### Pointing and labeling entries
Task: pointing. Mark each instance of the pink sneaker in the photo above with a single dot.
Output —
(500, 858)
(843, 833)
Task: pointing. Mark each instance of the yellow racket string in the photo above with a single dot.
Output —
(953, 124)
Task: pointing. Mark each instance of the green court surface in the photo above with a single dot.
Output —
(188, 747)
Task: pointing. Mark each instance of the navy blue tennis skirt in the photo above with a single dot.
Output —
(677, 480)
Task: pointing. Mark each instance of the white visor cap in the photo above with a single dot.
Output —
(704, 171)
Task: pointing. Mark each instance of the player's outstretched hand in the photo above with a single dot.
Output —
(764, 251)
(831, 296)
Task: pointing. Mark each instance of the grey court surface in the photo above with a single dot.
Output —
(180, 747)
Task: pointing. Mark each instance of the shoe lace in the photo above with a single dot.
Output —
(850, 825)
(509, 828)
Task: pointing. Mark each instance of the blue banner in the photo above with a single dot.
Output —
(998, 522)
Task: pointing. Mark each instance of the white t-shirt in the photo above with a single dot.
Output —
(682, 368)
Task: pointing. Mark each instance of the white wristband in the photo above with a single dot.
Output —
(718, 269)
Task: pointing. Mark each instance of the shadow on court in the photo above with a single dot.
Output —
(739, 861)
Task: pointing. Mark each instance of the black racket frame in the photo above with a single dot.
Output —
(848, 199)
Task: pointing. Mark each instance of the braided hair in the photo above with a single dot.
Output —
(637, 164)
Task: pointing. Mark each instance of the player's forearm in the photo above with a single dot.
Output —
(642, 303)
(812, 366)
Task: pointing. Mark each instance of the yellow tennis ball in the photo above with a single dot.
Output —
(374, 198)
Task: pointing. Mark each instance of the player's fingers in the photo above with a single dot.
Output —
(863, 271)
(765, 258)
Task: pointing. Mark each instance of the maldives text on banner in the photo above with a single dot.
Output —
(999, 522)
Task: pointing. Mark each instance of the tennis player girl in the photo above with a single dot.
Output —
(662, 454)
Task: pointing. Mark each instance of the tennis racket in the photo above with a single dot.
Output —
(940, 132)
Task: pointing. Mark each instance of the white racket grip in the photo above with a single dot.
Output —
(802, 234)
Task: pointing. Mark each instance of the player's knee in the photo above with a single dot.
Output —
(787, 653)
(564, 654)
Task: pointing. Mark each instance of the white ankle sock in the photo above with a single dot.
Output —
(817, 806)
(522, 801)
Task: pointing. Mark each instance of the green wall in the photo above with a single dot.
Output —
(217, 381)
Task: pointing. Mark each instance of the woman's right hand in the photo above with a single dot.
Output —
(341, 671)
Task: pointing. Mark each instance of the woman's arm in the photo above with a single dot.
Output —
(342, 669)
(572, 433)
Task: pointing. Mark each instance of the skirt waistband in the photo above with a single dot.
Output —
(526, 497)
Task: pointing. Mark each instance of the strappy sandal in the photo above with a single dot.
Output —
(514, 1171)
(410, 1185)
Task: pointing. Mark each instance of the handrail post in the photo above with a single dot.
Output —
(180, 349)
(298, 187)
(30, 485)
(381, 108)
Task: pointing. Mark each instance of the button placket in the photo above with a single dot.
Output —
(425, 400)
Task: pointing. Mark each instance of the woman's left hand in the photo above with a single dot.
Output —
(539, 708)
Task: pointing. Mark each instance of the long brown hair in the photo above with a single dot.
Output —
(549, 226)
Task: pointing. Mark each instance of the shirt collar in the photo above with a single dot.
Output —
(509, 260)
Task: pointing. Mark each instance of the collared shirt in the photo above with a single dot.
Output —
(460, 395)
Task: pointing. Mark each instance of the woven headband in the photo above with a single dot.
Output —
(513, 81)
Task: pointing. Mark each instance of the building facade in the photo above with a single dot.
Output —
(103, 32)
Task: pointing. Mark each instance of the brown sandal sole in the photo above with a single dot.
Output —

### Exercise directions
Return each entry from the material above exactly as it appears.

### Answer
Task: pointing. Mark each instance of the pink sneaker in the photo above with a single dot.
Output —
(500, 858)
(843, 833)
Task: pointing. Mark each instance of the yellow racket string in the photo above with a single dot.
Output —
(953, 124)
Task: pointing. Mark each instance of the green court surface in the photo above with a single dot.
Output —
(188, 747)
Task: pointing. Mark each instance of the navy blue tennis skirt in the photo above with a single dot.
Output —
(677, 480)
Task: pointing. Mark each instance of the white visor cap in the photo above with a single dot.
Output —
(704, 171)
Task: pointing. Mark each instance of the player's outstretched hand in the photo above with a single dot.
Output —
(764, 251)
(831, 296)
Task: pointing. Mark each instance of the grey court surface in the photo above with a single dot.
Output —
(180, 747)
Task: pointing. Mark each instance of the shoe lace in the photo above with a single dot.
Output —
(850, 825)
(509, 828)
Task: pointing. Mark each instance of the blue banner in the photo above with a single dot.
Output —
(998, 522)
Task: pointing. Mark each instance of the white t-shirt in the photo above with a single dot.
Output —
(682, 368)
Task: pointing. Mark each instance of the white wristband in the photo above with a single dot.
Output —
(718, 269)
Task: pointing. Mark each instance of the shadow on court in the photo above with a single dot.
Output —
(739, 861)
Task: pointing. Mark each instance of the black racket frame in the photo above with a single dot.
Output —
(848, 199)
Task: pointing. Mark each instance of the braided hair in the photo above with a single dot.
Output —
(637, 164)
Task: pointing. Mark each instance of the player's forearm in the photo above with a single dot.
Output —
(642, 303)
(812, 366)
Task: pointing. Mark each instance of the yellow tennis ball in the photo above with a single dot.
Output —
(374, 198)
Task: pointing. Mark each instance of the player's fingers in the photo above with a single dot.
Output —
(863, 271)
(765, 258)
Task: pointing. Mark each instance of the maldives text on banner in the photo above with a single dot.
Output —
(999, 522)
Task: pointing. Mark each instance of the tennis player girl in the photo above with a single dot.
Output —
(662, 454)
Task: pointing. Mark each instance of the tennis racket in the photo above with a single dot.
Output —
(940, 132)
Task: pointing. Mark each instance of the white racket grip in the photo above with a single dot.
Output —
(802, 234)
Task: pointing. Mark each instance of the player's knee in the photo above with a single dot.
Output —
(787, 653)
(564, 654)
Task: pointing. Mark each instance of the white ankle sock in the photo above with a single dot.
Output —
(817, 806)
(522, 801)
Task: pointing. Mark each instance of the green wall in the photo above with a single dot.
Output —
(217, 381)
Task: pointing. Mark each instance of the woman's right hand in the photo above with a single dot.
Output —
(341, 671)
Task: pointing. Mark each instance of the woman's arm in the photo above with a single dot.
Output —
(342, 669)
(572, 433)
Task: pointing. Mark each instance of the skirt waistband in the photo above with a single dot.
Output —
(526, 497)
Task: pointing. Mark each instance of the strappy sandal in the photo above with a single dot.
Output —
(514, 1171)
(410, 1185)
Task: pointing. Mark each instance of the handrail post in the photo above with a single dot.
Output —
(180, 349)
(298, 187)
(30, 485)
(381, 108)
Task: pointing. Mark each instance of the button placket in the photo above with a single dot.
Output —
(425, 400)
Task: pointing. Mark each instance of the woman's left hand in the photo above with a single dot.
Output —
(539, 708)
Task: pointing. Mark each instance of the long brown hair in the photo above with a single dot.
Output —
(549, 226)
Task: pointing. Mark each instance of the shirt collar in the photo above with a single dot.
Output —
(509, 260)
Task: pointing. Mark each instance of the collared shirt in the photo above with a single dot.
Output —
(460, 395)
Task: pointing. Mark each instance of the woven headband in the photo above with a single dot.
Output —
(513, 81)
Task: pointing. Mark each instance of the building facade in the photo above with a single dot.
Output —
(103, 32)
Task: pointing. Mark each instance of the brown sandal sole in the photo above with a single dot.
Output —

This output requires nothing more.